> _TASK REQUIREMENTS_
Copy the records from the line that contains "Segment the pink" through the end of the records, substituting "outer" for every occurrence of "exterior" and leaving everything else unchanged.

****************

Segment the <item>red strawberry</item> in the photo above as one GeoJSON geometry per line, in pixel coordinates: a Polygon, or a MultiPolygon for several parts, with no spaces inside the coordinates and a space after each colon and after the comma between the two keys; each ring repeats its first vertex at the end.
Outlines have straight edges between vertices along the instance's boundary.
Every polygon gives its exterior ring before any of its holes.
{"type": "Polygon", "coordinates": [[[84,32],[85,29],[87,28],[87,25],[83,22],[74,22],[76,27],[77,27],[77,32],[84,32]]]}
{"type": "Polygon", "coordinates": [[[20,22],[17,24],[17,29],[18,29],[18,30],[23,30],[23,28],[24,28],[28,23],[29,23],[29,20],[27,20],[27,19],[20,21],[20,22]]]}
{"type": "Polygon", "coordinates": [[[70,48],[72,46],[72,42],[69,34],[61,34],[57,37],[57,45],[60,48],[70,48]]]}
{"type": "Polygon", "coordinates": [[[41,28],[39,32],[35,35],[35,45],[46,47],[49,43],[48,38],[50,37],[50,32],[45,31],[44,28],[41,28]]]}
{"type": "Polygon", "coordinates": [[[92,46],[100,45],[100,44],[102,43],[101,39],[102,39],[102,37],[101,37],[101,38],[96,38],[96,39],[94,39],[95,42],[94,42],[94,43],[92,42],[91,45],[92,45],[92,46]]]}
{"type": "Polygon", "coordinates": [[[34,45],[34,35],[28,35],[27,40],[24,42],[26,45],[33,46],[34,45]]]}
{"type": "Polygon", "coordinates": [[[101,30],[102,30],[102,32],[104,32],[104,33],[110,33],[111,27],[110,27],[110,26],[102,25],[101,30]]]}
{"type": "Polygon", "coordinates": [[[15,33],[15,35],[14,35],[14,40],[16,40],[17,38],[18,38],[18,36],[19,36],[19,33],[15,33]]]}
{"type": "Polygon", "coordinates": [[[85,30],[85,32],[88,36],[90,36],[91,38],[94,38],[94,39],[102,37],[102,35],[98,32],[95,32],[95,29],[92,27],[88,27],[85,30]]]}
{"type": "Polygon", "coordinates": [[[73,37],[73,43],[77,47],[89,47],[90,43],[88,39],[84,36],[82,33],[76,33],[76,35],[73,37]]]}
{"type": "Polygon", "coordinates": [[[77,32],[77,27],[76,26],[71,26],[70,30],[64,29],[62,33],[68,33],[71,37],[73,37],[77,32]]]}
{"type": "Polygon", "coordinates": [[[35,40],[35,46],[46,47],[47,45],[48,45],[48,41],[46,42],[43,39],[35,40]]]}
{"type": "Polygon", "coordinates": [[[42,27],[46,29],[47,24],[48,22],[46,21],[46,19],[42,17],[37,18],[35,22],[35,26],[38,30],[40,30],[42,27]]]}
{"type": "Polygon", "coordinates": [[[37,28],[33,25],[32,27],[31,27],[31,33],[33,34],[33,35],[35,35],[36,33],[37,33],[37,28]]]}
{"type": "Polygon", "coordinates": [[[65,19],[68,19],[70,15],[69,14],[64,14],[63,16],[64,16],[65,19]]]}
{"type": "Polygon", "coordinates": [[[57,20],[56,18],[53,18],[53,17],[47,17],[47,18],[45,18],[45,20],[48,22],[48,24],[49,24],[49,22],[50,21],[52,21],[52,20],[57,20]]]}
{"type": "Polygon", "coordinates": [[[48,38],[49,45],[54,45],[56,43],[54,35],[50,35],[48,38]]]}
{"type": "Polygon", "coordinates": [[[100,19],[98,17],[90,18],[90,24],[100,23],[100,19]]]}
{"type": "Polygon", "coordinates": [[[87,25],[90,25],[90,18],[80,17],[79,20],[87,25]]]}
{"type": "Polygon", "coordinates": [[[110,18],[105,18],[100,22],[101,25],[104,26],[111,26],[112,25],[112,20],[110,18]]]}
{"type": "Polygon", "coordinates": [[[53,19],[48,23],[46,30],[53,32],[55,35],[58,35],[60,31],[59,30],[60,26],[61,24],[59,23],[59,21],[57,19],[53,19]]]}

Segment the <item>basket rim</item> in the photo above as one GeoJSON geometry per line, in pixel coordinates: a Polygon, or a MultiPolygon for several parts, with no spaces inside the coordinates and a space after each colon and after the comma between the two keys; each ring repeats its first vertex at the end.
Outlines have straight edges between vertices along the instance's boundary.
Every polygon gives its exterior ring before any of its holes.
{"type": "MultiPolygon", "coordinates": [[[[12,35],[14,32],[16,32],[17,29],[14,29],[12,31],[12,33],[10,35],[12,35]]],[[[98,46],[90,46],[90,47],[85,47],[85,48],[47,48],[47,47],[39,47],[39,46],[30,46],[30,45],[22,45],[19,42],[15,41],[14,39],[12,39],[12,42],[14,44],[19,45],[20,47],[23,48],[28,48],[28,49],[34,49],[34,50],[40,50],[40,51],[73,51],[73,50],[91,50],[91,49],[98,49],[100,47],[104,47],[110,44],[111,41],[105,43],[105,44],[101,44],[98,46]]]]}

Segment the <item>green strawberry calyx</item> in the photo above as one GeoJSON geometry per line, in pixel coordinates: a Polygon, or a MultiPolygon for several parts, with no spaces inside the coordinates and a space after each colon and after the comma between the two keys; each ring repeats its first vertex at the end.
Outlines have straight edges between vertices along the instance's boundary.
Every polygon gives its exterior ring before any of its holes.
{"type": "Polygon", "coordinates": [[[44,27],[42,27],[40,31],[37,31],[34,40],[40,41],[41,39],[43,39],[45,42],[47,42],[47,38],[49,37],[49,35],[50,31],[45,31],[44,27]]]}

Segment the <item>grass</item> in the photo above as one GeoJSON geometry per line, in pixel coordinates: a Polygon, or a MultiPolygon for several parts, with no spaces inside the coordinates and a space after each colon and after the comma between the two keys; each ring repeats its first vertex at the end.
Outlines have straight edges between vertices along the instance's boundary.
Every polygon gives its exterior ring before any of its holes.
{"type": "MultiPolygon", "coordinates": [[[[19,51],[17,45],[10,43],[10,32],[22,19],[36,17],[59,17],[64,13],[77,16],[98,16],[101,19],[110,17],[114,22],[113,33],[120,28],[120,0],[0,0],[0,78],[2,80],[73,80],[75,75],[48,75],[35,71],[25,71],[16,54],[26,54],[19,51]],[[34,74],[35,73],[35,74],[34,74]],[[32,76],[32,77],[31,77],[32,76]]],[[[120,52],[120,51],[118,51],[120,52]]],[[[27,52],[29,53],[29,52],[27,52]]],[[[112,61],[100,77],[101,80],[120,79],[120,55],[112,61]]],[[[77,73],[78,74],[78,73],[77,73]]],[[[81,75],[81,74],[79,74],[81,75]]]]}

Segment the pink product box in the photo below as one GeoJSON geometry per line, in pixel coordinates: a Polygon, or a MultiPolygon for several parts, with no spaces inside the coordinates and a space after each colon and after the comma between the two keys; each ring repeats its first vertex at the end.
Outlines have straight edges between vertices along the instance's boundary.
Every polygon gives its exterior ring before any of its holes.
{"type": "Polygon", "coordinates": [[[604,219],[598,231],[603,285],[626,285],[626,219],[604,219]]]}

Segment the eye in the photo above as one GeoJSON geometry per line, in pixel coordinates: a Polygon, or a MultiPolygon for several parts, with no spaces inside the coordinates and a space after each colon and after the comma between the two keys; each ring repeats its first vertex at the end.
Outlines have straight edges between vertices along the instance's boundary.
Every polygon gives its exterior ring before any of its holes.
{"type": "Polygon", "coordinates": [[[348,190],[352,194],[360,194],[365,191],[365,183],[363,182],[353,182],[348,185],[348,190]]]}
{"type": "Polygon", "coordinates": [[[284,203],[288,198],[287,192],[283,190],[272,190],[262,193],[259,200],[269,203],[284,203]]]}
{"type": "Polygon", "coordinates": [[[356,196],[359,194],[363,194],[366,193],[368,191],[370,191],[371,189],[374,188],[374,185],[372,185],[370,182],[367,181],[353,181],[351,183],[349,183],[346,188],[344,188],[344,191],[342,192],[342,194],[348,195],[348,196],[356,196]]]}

****************

> _RESPONSE TO THE EXERCISE_
Segment the pink product box in the photo below as one GeoJSON geometry per line, in pixel coordinates: a Polygon, or a MultiPolygon for several parts, with no spaces inside the coordinates and a space after each colon and after the comma between the two keys; each ring repeats its first vertex at the end.
Outlines have straight edges between vertices along the instance's boundary.
Every polygon gives its outer ring before any of its holes.
{"type": "Polygon", "coordinates": [[[604,219],[598,231],[603,285],[626,285],[626,219],[604,219]]]}

Segment the eye in the photo above as one GeoJSON geometry per line, in pixel coordinates: a Polygon, or a MultiPolygon for several parts, with no spaces inside the coordinates and a space after each colon and after the comma between the two keys; each ring repeats its first vertex at the end.
Outlines have straight edges between vertices along the instance's boundary.
Every polygon gives its outer ring before any of its holes.
{"type": "Polygon", "coordinates": [[[348,190],[352,194],[360,194],[365,191],[365,183],[363,182],[353,182],[348,185],[348,190]]]}
{"type": "Polygon", "coordinates": [[[284,203],[288,198],[287,192],[283,190],[272,190],[262,193],[259,200],[269,203],[284,203]]]}
{"type": "Polygon", "coordinates": [[[356,196],[359,194],[363,194],[366,193],[368,191],[370,191],[371,189],[374,188],[374,185],[372,185],[370,182],[367,181],[353,181],[351,183],[349,183],[346,188],[344,188],[344,191],[342,192],[342,194],[348,195],[348,196],[356,196]]]}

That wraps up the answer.